The input
==================================================

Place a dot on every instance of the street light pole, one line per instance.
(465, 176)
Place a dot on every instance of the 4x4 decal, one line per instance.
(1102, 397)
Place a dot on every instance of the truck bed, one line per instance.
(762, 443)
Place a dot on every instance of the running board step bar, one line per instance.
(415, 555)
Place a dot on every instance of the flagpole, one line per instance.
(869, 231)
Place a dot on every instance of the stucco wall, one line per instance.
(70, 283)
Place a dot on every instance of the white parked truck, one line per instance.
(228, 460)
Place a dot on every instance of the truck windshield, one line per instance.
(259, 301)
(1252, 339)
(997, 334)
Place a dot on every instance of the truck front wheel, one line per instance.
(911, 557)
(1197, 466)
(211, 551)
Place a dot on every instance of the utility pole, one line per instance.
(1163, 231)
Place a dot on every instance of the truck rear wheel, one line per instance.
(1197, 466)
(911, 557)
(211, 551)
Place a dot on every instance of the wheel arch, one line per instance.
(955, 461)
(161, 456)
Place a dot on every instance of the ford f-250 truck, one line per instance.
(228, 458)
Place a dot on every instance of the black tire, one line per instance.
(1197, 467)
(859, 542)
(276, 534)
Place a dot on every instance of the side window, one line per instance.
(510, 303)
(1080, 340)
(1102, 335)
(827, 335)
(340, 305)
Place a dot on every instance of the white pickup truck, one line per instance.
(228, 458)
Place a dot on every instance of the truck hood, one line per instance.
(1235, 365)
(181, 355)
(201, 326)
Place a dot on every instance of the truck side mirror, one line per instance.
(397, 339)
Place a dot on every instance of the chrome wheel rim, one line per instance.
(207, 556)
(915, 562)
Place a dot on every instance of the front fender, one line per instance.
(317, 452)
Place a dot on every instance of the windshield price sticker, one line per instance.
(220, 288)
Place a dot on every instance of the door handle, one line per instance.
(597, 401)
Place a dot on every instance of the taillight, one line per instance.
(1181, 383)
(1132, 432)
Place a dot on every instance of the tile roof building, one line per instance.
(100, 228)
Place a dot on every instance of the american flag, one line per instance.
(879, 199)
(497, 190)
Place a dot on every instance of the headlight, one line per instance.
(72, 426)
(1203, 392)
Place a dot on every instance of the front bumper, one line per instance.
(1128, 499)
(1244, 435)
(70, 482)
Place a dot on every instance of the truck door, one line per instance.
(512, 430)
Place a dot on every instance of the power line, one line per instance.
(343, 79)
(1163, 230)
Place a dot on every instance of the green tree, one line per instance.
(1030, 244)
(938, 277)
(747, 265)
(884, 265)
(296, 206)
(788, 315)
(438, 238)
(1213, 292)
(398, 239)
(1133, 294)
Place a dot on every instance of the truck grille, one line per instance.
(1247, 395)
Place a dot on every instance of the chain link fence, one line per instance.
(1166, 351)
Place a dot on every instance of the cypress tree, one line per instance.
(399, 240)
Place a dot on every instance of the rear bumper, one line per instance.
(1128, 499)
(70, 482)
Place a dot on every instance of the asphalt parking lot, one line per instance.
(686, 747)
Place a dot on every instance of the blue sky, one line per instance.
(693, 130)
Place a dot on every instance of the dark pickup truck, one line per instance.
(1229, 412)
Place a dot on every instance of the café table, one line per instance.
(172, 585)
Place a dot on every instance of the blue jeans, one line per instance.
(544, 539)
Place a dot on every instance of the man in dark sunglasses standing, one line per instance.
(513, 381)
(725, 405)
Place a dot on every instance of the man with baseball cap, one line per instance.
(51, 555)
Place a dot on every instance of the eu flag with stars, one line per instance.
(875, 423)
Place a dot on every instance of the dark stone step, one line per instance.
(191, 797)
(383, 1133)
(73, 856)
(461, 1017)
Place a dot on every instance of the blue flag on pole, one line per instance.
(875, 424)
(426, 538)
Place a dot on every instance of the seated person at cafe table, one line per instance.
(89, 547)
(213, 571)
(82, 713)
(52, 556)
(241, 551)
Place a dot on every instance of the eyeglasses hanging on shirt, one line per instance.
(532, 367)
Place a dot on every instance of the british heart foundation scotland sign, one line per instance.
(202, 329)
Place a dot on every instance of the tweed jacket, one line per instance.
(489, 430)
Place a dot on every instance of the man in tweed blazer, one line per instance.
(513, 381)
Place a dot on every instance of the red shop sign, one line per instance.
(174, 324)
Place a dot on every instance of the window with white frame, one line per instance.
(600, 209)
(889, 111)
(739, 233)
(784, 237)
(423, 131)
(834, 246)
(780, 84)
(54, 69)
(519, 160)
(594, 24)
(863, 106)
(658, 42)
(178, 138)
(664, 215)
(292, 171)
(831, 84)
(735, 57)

==================================================

Assignment
Each record must be copied out exactly and in full.

Result below
Place a dot on every instance of the street light pole, one line per instance.
(465, 176)
Place a dot on every instance of the 4x4 decal, one line per instance.
(1102, 397)
Place a dot on every instance of the truck bed, one line per instance.
(762, 443)
Place a dot on every instance of the running board step bar, one line per instance.
(415, 555)
Place a dot on every instance of the flagpole, one line per instance.
(869, 231)
Place a dot on every instance of the stucco wall, one line per instance.
(70, 283)
Place a dot on every instance of the white parked truck, one line per instance.
(228, 460)
Place a dot on every instance of the truck windshield, one line per instance.
(259, 301)
(1252, 339)
(997, 334)
Place a dot on every instance of the truck front wheel, one line per instance.
(911, 557)
(1197, 466)
(211, 551)
Place a dot on every instance of the utility pole, one line per instance.
(1163, 231)
Place a dot on every instance of the truck rear wheel, one line per instance.
(1197, 466)
(911, 557)
(211, 551)
Place a dot on every instance of the wheel arch, one line per instance.
(955, 461)
(161, 456)
Place a dot on every instance of the ford f-250 truck, one line per instance.
(228, 458)
Place a dot on every instance of the black tire, one line per instance.
(1197, 467)
(859, 542)
(276, 534)
Place a dot on every instance of the side window, one line per instance.
(510, 303)
(1080, 340)
(1102, 335)
(827, 335)
(340, 305)
Place a dot on every instance of the white pickup truck, one line per instance.
(228, 458)
Place a dot on every instance of the truck hood, one line per instance.
(1235, 365)
(181, 355)
(201, 326)
Place a dot on every instance of the truck side mirror, one line per instance.
(397, 339)
Place a dot on every instance of the chrome wheel rim, one line per instance.
(207, 556)
(915, 562)
Place a dot on every instance of the front fender, one line per instance.
(317, 452)
Place a dot on every instance of the windshield price sticker, one line per instance.
(220, 288)
Place a dot on every instance of the door handle, one line per instance.
(597, 401)
Place a dot on every instance of the taillight, one line per instance.
(1181, 383)
(1132, 432)
Place a dot on every instance of the tile roof building, one line per instance.
(100, 228)
Place a dot on every instance of the american flag, one line per instance.
(879, 199)
(497, 190)
Place a dot on every instance of the headlight, one line per instance.
(72, 426)
(1203, 392)
Place a dot on every instance of the front bumper, one line per instance.
(1128, 499)
(1244, 435)
(70, 482)
Place a dot on every instance of the truck door, one line per instance.
(512, 430)
Place a dot on every instance of the power line, one line per instance.
(343, 79)
(1163, 230)
Place a dot on every instance of the green tree, one line per instance.
(1030, 244)
(938, 277)
(747, 265)
(884, 265)
(296, 206)
(788, 315)
(438, 238)
(1213, 292)
(398, 239)
(1133, 294)
Place a dot on every instance of the truck grille, one line per instance.
(1247, 395)
Place a dot on every instance of the chain link fence, one line per instance.
(1166, 351)
Place a dot on every instance of the cypress tree, one line per instance.
(399, 240)
Place a dot on every instance of the rear bumper, one line per instance.
(1128, 499)
(70, 482)
Place a dot on every instance of the asphalt parking lot, one line per instance.
(686, 747)
Place a dot on every instance of the blue sky, one line per instance.
(693, 130)
Place a dot on every instance of the dark pickup truck, one line per instance.
(1229, 412)
Place a dot on every instance of the café table, one line per instance.
(172, 585)
Place a dot on every instance of the blue jeans, one line per instance.
(544, 539)
Place a dot on every instance of the man in dark sunglasses standing, one line per instance.
(513, 381)
(725, 405)
Place a dot on every instance of the man with baseball cap, one line per instance.
(51, 555)
Place a dot on every instance of the eu flag with stars, one line per instance.
(875, 423)
Place a dot on every instance of the dark stone step, one line per instance.
(191, 797)
(383, 1133)
(73, 856)
(461, 1017)
Place a dot on every instance of the blue flag on pole, one line per instance.
(875, 424)
(426, 538)
Place a dot on every instance of the seated person at cafe table, one line per instance.
(89, 547)
(213, 571)
(82, 713)
(52, 556)
(241, 551)
Place a dot on every instance of the eyeglasses hanging on shirt, one line per instance.
(532, 367)
Place a dot on every instance of the british heart foundation scotland sign, one line per instance.
(202, 329)
Place a dot on every instance of the tweed jacket, one line per instance.
(489, 430)
Place a dot on every instance of the man in tweed blazer, one line per instance.
(513, 381)
Place a dot on every instance of the red shop sign, one line per instance.
(174, 324)
Place a dot on every instance of the window with white frame, one line per instance.
(600, 209)
(889, 111)
(739, 233)
(784, 237)
(423, 131)
(834, 246)
(780, 84)
(54, 69)
(519, 160)
(594, 24)
(863, 106)
(658, 42)
(178, 138)
(664, 215)
(292, 171)
(831, 84)
(735, 57)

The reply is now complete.